• **Étapes de l'exercice**:
a - Recopiez le passage du texte sur les séminaires ouvriers qui commence à « Soutenir les séminaires » et se termine à « aux luttes locales. ».
b - D'après le texte sur les séminaires ouvriers, avec qui et dans quelle ville le premier « séminaire ouvrier » a-t-il été organisé ?
c - Selon le texte sur les séminaires ouvriers, pourquoi les militant-e-s du Parti de Gauche ont-ils un rôle important à jouer en soutien aux luttes locales ?

• **Texte du document**:
%%

Soutenir les séminaires ouvriers
Comme en Argentine, pour être victorieuse, la lutte des salarié-e-s ne peut rester cantonnée au monde du travail. Là où le marché atomise, il est nécessaire de recréer des liens de solidarité et d’élargir les horizons. A ce titre, les militant-e-s du Parti de Gauche ont un rôle important à jouer en soutien aux luttes locales.
C'est en ce sens que la commission ESS et le comité d'Aix du PG ont été à l'initiative d'un premier « séminaire ouvrier » avec les Fralib, à Gémenos. Nous sommes déterminés à pérenniser cet outil d'éducation populaire, qui a pour objet de rendre les travailleurs et les citoyens co-producteurs d'une nouvelle pensée politique et de pratiques renouvelées, élaborées en dialogue avec des unversitaires, des journalistes et des militant-e-s porteur-se-s d'une solide expérience. Les séminaires ouvriers mettent ainsi en œuvre une démarche d'élaboration « interactive », qui trouve sa place aussi bien dans les luttes sociales et environnementales, que dans les mouvements producteurs d'alternatives concrètes, dans la sphère cuturelle ou bien l'émergence des SCIC (sociétés coopératives d'intérêt collectif), des CAE (coopératives d'activité et d'emploi) et des régies publiques.

%%

• **Segment de données**:
%%

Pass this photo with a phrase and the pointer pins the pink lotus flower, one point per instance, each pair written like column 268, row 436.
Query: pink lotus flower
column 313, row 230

%%

• **Liste des réponses**:
a -
Soutenir les séminaires ouvriers
Comme en Argentine, pour être victorieuse, la lutte des salarié-e-s ne peut rester cantonnée au monde du travail. Là où le marché atomise, il est nécessaire de recréer des liens de solidarité et d’élargir les horizons. A ce titre, les militant-e-s du Parti de Gauche ont un rôle important à jouer en soutien aux luttes locales.

b - Avec les Fralib, à Gémenos.

c - Pour être victorieuse, la lutte des salarié-e-s ne peut rester cantonnée au monde du travail. Là où le marché atomise, il faut recréer des liens de solidarité et élargir les horizons.